WRITTEN PROBLEM |
Rewrite the rows below, replacing every "for each instance" with "per instance" and keeping everything else the same. Leave the pictures out.

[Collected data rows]
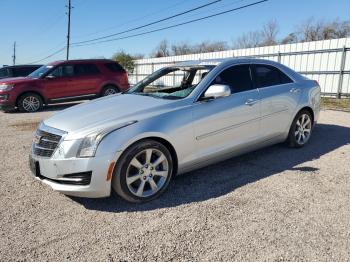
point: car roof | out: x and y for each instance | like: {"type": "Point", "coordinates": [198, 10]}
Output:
{"type": "Point", "coordinates": [81, 61]}
{"type": "Point", "coordinates": [222, 63]}
{"type": "Point", "coordinates": [215, 62]}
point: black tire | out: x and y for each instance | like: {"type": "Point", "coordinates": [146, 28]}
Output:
{"type": "Point", "coordinates": [37, 104]}
{"type": "Point", "coordinates": [293, 138]}
{"type": "Point", "coordinates": [109, 90]}
{"type": "Point", "coordinates": [119, 181]}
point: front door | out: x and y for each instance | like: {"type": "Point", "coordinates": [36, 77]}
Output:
{"type": "Point", "coordinates": [279, 99]}
{"type": "Point", "coordinates": [223, 124]}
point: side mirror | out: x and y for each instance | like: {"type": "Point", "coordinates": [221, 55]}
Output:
{"type": "Point", "coordinates": [50, 77]}
{"type": "Point", "coordinates": [216, 91]}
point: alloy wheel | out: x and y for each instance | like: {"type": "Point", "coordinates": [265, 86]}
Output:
{"type": "Point", "coordinates": [303, 129]}
{"type": "Point", "coordinates": [147, 173]}
{"type": "Point", "coordinates": [109, 91]}
{"type": "Point", "coordinates": [31, 104]}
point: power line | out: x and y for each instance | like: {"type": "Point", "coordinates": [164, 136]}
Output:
{"type": "Point", "coordinates": [51, 55]}
{"type": "Point", "coordinates": [132, 20]}
{"type": "Point", "coordinates": [176, 25]}
{"type": "Point", "coordinates": [68, 34]}
{"type": "Point", "coordinates": [14, 53]}
{"type": "Point", "coordinates": [152, 23]}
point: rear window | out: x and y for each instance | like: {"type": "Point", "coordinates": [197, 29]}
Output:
{"type": "Point", "coordinates": [267, 75]}
{"type": "Point", "coordinates": [23, 71]}
{"type": "Point", "coordinates": [115, 67]}
{"type": "Point", "coordinates": [5, 72]}
{"type": "Point", "coordinates": [85, 69]}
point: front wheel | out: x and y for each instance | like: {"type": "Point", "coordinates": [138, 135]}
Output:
{"type": "Point", "coordinates": [300, 131]}
{"type": "Point", "coordinates": [30, 102]}
{"type": "Point", "coordinates": [143, 172]}
{"type": "Point", "coordinates": [109, 90]}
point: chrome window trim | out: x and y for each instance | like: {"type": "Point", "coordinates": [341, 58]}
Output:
{"type": "Point", "coordinates": [196, 100]}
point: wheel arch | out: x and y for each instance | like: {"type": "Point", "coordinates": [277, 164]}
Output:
{"type": "Point", "coordinates": [310, 110]}
{"type": "Point", "coordinates": [165, 143]}
{"type": "Point", "coordinates": [29, 92]}
{"type": "Point", "coordinates": [104, 85]}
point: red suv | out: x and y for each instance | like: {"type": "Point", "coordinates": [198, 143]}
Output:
{"type": "Point", "coordinates": [63, 81]}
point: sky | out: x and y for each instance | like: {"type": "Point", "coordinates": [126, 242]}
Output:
{"type": "Point", "coordinates": [39, 27]}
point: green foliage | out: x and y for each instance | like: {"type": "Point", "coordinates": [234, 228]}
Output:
{"type": "Point", "coordinates": [125, 60]}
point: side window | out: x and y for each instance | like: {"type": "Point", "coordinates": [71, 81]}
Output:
{"type": "Point", "coordinates": [22, 71]}
{"type": "Point", "coordinates": [85, 69]}
{"type": "Point", "coordinates": [267, 75]}
{"type": "Point", "coordinates": [5, 72]}
{"type": "Point", "coordinates": [115, 67]}
{"type": "Point", "coordinates": [63, 71]}
{"type": "Point", "coordinates": [237, 77]}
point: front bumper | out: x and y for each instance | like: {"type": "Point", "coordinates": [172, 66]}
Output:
{"type": "Point", "coordinates": [52, 172]}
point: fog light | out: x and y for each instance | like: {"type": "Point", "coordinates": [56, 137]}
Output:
{"type": "Point", "coordinates": [4, 97]}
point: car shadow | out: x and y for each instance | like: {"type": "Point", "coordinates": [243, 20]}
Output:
{"type": "Point", "coordinates": [59, 107]}
{"type": "Point", "coordinates": [222, 178]}
{"type": "Point", "coordinates": [50, 107]}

ANSWER |
point: car roof | out: x and y per instance | like: {"type": "Point", "coordinates": [198, 10]}
Output:
{"type": "Point", "coordinates": [81, 61]}
{"type": "Point", "coordinates": [222, 63]}
{"type": "Point", "coordinates": [215, 62]}
point: black tire | out: x and y per instance | like: {"type": "Point", "coordinates": [146, 28]}
Output:
{"type": "Point", "coordinates": [37, 104]}
{"type": "Point", "coordinates": [293, 138]}
{"type": "Point", "coordinates": [109, 90]}
{"type": "Point", "coordinates": [119, 181]}
point: front door | out: x and y per instance | like: {"type": "Point", "coordinates": [36, 77]}
Output:
{"type": "Point", "coordinates": [279, 99]}
{"type": "Point", "coordinates": [223, 124]}
point: side mirror | out: x and y per instance | like: {"type": "Point", "coordinates": [221, 55]}
Output:
{"type": "Point", "coordinates": [50, 77]}
{"type": "Point", "coordinates": [216, 91]}
point: alloy wheel | out: x and y per instance | like: {"type": "Point", "coordinates": [265, 86]}
Output:
{"type": "Point", "coordinates": [303, 129]}
{"type": "Point", "coordinates": [147, 173]}
{"type": "Point", "coordinates": [109, 91]}
{"type": "Point", "coordinates": [31, 104]}
point: power line | out: x and y per instance | like: {"type": "Point", "coordinates": [164, 136]}
Output:
{"type": "Point", "coordinates": [51, 55]}
{"type": "Point", "coordinates": [132, 20]}
{"type": "Point", "coordinates": [176, 25]}
{"type": "Point", "coordinates": [68, 34]}
{"type": "Point", "coordinates": [14, 53]}
{"type": "Point", "coordinates": [152, 23]}
point: rear window | out: x and y per instance | like: {"type": "Point", "coordinates": [197, 29]}
Output:
{"type": "Point", "coordinates": [267, 75]}
{"type": "Point", "coordinates": [23, 71]}
{"type": "Point", "coordinates": [115, 67]}
{"type": "Point", "coordinates": [5, 72]}
{"type": "Point", "coordinates": [85, 69]}
point: front wheel | out: x and y per instance | like: {"type": "Point", "coordinates": [138, 135]}
Output:
{"type": "Point", "coordinates": [300, 131]}
{"type": "Point", "coordinates": [30, 102]}
{"type": "Point", "coordinates": [143, 172]}
{"type": "Point", "coordinates": [109, 90]}
point: chrome window trim | out: x and y per instance | like: {"type": "Point", "coordinates": [341, 58]}
Output:
{"type": "Point", "coordinates": [196, 100]}
point: wheel arch | out: x and y per instance | like: {"type": "Point", "coordinates": [277, 164]}
Output:
{"type": "Point", "coordinates": [310, 110]}
{"type": "Point", "coordinates": [165, 143]}
{"type": "Point", "coordinates": [29, 92]}
{"type": "Point", "coordinates": [104, 85]}
point: red suv | out: x and y per instance | like: {"type": "Point", "coordinates": [198, 143]}
Output:
{"type": "Point", "coordinates": [63, 81]}
point: sky | out: x and y per instance | like: {"type": "Point", "coordinates": [126, 242]}
Output:
{"type": "Point", "coordinates": [39, 27]}
point: green foliage | out: x and y per instance | like: {"type": "Point", "coordinates": [234, 228]}
Output:
{"type": "Point", "coordinates": [125, 60]}
point: side window | out: x and y per instance | like: {"type": "Point", "coordinates": [71, 81]}
Output:
{"type": "Point", "coordinates": [22, 71]}
{"type": "Point", "coordinates": [85, 69]}
{"type": "Point", "coordinates": [267, 75]}
{"type": "Point", "coordinates": [5, 72]}
{"type": "Point", "coordinates": [115, 67]}
{"type": "Point", "coordinates": [63, 71]}
{"type": "Point", "coordinates": [237, 77]}
point: front bumper | out: x and y per instance | like: {"type": "Point", "coordinates": [172, 66]}
Output:
{"type": "Point", "coordinates": [52, 172]}
point: fog light | out: x and y per instance | like: {"type": "Point", "coordinates": [56, 137]}
Output:
{"type": "Point", "coordinates": [4, 97]}
point: car shadow | out: x and y per instance | like: {"type": "Point", "coordinates": [243, 20]}
Output:
{"type": "Point", "coordinates": [59, 107]}
{"type": "Point", "coordinates": [222, 178]}
{"type": "Point", "coordinates": [50, 107]}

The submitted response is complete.